[Records from a collection]
-- -- --
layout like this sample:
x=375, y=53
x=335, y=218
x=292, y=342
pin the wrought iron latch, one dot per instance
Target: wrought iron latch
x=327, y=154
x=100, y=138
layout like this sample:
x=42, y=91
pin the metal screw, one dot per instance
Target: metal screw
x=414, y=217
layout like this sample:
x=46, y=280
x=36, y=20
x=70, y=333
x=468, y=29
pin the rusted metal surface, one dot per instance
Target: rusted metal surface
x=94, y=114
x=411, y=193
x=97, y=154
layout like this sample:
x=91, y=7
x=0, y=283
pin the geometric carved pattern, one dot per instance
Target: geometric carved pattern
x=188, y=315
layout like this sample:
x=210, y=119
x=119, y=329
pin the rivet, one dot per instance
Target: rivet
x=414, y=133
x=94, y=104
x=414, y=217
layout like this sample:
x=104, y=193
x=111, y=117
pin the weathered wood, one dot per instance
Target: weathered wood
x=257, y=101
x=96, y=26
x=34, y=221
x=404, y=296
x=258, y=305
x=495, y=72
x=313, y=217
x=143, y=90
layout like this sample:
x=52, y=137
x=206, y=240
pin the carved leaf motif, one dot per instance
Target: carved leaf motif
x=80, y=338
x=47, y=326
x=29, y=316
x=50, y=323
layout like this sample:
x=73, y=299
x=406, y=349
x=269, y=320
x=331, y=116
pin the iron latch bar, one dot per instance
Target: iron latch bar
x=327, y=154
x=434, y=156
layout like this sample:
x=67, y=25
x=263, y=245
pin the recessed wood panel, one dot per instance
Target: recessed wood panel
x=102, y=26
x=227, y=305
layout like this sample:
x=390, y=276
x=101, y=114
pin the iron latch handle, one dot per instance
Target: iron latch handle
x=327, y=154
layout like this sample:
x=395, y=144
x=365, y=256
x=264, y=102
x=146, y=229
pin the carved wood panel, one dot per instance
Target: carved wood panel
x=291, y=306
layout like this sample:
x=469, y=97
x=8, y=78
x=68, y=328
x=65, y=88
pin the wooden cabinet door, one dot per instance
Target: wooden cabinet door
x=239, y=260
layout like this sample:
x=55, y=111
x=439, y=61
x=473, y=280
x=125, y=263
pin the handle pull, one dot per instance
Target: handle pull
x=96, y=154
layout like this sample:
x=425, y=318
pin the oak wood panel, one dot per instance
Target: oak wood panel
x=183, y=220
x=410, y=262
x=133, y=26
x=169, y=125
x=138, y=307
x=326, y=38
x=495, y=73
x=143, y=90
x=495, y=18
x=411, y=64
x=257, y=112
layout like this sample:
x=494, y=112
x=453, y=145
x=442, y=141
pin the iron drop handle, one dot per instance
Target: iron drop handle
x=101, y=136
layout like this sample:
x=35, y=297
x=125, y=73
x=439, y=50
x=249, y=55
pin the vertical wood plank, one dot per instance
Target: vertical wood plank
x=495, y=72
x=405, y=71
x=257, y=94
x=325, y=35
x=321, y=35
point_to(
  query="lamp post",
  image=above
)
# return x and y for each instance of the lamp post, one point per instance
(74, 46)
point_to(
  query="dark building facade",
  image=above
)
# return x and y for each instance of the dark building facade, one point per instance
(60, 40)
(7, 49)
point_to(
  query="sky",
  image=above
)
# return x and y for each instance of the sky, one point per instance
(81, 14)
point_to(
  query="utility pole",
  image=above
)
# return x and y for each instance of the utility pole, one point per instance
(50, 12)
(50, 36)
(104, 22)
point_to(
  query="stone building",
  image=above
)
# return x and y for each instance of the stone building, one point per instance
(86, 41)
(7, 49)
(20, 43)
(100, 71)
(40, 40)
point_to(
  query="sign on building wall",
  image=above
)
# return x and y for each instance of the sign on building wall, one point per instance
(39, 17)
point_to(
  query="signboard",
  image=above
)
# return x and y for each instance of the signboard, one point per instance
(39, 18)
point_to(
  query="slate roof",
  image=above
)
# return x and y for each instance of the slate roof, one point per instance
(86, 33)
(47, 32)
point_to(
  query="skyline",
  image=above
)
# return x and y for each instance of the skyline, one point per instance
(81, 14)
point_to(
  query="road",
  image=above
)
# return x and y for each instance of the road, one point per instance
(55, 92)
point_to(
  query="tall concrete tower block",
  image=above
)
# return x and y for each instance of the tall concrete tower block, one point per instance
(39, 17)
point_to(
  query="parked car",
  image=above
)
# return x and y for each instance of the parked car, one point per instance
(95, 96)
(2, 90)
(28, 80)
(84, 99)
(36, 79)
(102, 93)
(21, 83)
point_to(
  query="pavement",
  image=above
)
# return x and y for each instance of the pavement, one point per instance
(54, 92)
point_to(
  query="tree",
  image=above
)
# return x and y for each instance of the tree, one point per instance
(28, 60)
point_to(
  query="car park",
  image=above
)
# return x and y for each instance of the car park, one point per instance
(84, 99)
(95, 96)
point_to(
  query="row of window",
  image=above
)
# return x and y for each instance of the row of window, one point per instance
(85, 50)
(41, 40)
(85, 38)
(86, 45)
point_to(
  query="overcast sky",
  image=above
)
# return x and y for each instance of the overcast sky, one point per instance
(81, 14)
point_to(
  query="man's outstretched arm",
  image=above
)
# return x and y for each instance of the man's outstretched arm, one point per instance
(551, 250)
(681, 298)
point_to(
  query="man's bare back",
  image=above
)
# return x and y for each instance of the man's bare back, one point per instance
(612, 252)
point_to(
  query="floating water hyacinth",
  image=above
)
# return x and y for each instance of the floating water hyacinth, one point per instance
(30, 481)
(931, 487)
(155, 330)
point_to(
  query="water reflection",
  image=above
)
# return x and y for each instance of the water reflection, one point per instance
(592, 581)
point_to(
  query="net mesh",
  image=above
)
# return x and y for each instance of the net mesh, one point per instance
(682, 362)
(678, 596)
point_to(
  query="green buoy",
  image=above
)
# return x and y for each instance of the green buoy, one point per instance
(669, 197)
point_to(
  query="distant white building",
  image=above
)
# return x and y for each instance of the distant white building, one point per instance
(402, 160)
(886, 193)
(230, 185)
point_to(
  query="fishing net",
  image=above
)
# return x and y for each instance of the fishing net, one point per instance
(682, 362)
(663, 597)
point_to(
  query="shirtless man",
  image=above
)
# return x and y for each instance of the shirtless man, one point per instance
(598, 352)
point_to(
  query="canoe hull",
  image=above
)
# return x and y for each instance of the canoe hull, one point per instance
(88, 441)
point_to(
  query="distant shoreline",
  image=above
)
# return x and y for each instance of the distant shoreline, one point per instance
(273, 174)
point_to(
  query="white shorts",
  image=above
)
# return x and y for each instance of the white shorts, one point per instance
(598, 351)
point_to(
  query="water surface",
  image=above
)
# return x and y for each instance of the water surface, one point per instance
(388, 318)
-- -- --
**EXERCISE DESCRIPTION:**
Each line from the top of the data, up to and including the line that contains "pin the metal screw, one dot per instance", should be set down exactly.

**SOLUTION:**
layout like this sample:
x=375, y=53
x=335, y=218
x=292, y=342
pin the wrought iron latch, one dot per instance
Target: wrought iron latch
x=327, y=154
x=100, y=138
layout like this sample:
x=42, y=91
pin the metal screw, one dot per instance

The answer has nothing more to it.